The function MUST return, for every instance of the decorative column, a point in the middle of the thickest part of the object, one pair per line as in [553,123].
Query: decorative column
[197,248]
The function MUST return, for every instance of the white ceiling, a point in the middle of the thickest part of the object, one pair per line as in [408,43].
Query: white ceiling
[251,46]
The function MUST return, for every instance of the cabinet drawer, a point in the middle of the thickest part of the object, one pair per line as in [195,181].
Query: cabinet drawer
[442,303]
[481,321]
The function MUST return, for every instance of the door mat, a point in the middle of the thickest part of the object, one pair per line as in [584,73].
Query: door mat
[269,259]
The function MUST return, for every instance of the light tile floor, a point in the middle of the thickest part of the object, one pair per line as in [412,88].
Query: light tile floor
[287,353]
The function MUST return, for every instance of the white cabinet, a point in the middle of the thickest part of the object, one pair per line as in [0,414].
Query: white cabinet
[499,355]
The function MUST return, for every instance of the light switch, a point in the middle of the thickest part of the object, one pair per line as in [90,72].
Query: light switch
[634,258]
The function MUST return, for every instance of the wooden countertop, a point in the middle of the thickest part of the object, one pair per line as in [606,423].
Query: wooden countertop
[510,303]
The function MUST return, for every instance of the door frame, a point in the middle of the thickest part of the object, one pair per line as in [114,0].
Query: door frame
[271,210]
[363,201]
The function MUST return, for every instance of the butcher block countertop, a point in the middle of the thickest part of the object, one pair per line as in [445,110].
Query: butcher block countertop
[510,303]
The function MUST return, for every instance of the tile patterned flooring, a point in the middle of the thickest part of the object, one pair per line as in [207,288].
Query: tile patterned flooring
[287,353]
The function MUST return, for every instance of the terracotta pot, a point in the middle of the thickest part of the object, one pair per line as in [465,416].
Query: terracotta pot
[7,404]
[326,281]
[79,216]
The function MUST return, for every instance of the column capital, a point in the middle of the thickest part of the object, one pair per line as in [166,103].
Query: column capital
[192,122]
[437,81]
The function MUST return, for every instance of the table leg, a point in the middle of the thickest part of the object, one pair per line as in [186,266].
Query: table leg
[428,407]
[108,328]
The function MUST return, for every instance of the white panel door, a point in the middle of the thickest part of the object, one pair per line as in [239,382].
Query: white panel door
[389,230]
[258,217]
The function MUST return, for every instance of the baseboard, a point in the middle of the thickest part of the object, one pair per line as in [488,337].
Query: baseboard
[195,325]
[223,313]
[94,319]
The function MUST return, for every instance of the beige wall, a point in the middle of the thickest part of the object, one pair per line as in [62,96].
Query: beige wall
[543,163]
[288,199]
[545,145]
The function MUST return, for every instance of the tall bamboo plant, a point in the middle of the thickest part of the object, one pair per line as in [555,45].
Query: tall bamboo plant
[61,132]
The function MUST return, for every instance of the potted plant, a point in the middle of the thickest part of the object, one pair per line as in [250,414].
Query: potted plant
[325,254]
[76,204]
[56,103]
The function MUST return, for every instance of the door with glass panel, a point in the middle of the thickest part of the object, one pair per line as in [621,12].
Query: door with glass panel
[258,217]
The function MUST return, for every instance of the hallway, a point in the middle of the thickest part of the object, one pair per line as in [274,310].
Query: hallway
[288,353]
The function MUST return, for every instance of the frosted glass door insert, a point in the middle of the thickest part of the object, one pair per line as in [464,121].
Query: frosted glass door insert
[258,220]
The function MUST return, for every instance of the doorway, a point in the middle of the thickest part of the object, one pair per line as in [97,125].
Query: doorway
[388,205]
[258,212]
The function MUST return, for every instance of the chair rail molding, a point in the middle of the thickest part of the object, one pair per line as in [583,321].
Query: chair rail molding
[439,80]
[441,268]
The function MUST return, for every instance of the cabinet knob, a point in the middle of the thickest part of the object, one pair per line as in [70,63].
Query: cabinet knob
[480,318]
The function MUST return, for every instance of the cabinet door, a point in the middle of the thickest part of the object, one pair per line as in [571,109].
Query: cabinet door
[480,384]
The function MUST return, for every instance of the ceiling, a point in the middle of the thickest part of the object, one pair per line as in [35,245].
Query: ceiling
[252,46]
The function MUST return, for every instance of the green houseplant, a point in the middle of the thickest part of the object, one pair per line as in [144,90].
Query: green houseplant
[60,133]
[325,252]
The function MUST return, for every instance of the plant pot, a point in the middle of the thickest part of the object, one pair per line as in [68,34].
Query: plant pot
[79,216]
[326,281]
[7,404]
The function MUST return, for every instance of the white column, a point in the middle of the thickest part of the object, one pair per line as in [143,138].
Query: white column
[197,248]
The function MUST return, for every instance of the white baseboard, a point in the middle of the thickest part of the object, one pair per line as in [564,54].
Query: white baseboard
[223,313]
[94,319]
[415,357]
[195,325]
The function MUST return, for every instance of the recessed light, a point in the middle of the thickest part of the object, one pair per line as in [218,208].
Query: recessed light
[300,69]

##############################

_The exercise:_
Transcribe all lines as written.

_Answer to this problem:_
The function MUST return, for every instance of the decorative column, a point in the middle of the thickest part of the object, one pair per line as in [553,123].
Query: decorative column
[197,248]
The function MUST return, for every instance of the white ceiling, a point in the middle of the thickest part of the object, one pair per line as in [408,43].
Query: white ceiling
[251,46]
The function MUST return, for every instance of the cabinet drawer, a point in the middle of the thickest part of the object, one pair per line as in [195,181].
Query: cabinet drawer
[442,303]
[481,321]
The function MUST return, for every instance of the door mat, a point in the middle of the thickest part of the object, one pair per line as in [584,73].
Query: door mat
[269,259]
The function MUST return, for every instance of the light tile floor, a point in the middle of the thickest part of the object, one pair per line as in [412,88].
Query: light tile floor
[287,353]
The function MUST return, for every instance of the white cabinet, a point in the middle of the thickest part of the object, one pair per line as in [0,414].
Query: white cabinet
[499,355]
The function MUST return, for every instance of the light switch, a point in the middle of the thickest part of the object, one pair per line as in [90,72].
Query: light switch
[634,258]
The function MUST return, for every instance of the wooden countertop, a point in the middle of the thickest part of the object, one pair per line as in [606,423].
Query: wooden countertop
[510,303]
The function MUST return, for every instance of the door frame, a point in the middle of the thickest part of the object, one pair per line as in [114,0].
Query: door frame
[271,210]
[363,201]
The function MUST return, for every instance of the butcher block countertop, a point in the middle of the thickest part of the object, one pair per line as in [445,110].
Query: butcher block countertop
[510,303]
The function MUST return, for every instance of the tile patterned flooring, a point in the middle of the thickest part of the object, one pair per line as in [207,288].
Query: tile patterned flooring
[287,353]
The function MUST return, for every instance of the terracotta pot, a point in the middle of the thickest part of the object, one pair per line as in [465,416].
Query: terracotta pot
[7,404]
[326,281]
[79,216]
The function MUST return, for every instance of the column capital, a point in the middle of the thickest part of the object, one pair per line as in [166,103].
Query: column capital
[192,122]
[437,81]
The function MUST return, for every instance of the table leg, a point in the middle of the thickest part of the object, one pair per line as in [186,266].
Query: table leg
[428,407]
[108,328]
The function MUST return, for every instance of the white panel door, a point in the middle of the thickest part of the object, one pair per line as in [239,382].
Query: white panel door
[389,230]
[258,217]
The function MUST return, for every instance of the baseboard, a point in the middle of the thickest part of the object, one pair per line as in [488,337].
Query: baseboard
[195,325]
[223,313]
[94,319]
The function MUST return, for every instance of the beige wall, a point in the middle of the thickest part of the object, one pair per line as in [62,96].
Query: beige wall
[543,163]
[288,199]
[545,145]
The function MUST return, for every instance of the tall bamboo plant, a point in the middle of the thickest part of the object, one pair per line as in [555,45].
Query: tall bamboo plant
[61,132]
The function MUST return, for every instance of the potted plant, a point in the middle of the thickest part of the object, one pair per line as in [250,414].
Query: potted plant
[325,254]
[76,204]
[56,103]
The function MUST return, for every instance of the door with glass panel, a point in the middle of the thickest part of the object, one pair per line as in [621,12].
Query: door with glass panel
[258,217]
The function MUST return, for every instance of the hallway, a point in the middle of the thickest part of the object, one pair per line as in [274,310].
Query: hallway
[288,353]
The function MUST return, for every instance of the frosted glass door insert, a point in the middle of the thickest part of the object, one pair per line as in [464,121].
Query: frosted glass door insert
[258,220]
The function MUST return, for every instance of the doorway, a point in the middle of the thickest part of the object, one pair per line as in [97,125].
Query: doorway
[388,205]
[258,212]
The function MUST return, for every instance of the chair rail molding, a point in the middle of the thickest part of the object, one pair per line as in [583,321].
Query: chair rail molding
[439,80]
[441,268]
The function MUST return, for every instance of the cabinet knob, a point in the middle of the thickest part of the object, one pair per line as in [70,63].
Query: cabinet knob
[480,318]
The function MUST return, for every instance of the cabinet door, a point in the middle of the thickest part of the object, one pair per line as in [571,109].
Query: cabinet door
[480,384]
The function MUST return, for every instance of the ceiling, a point in the middle of the thickest part of the object, one pair per line as in [35,245].
Query: ceiling
[252,46]
The function MUST return, for every instance of the green houseplant, a point in the middle of the thickest part of the object, one pair per line as in [144,90].
Query: green houseplant
[60,133]
[325,252]
The function MUST return, for every instance of the plant pot, a point in the middle of the thickest part of the object, one pair per line as in [68,34].
Query: plant pot
[79,216]
[326,281]
[7,404]
The function MUST return, for every instance of the white column, a point in the middle of the thickest part of the object, one pair per line as in [143,138].
Query: white column
[197,248]
The function MUST return, for every instance of the white baseboard, a point in the middle of the thickest part of the object, one pair per line as in [564,54].
Query: white baseboard
[223,313]
[94,319]
[415,357]
[195,325]
The function MUST return, for every instance of the recessed light, a point in the middle of the thickest part of the object, one pair per line as in [218,208].
Query: recessed light
[300,69]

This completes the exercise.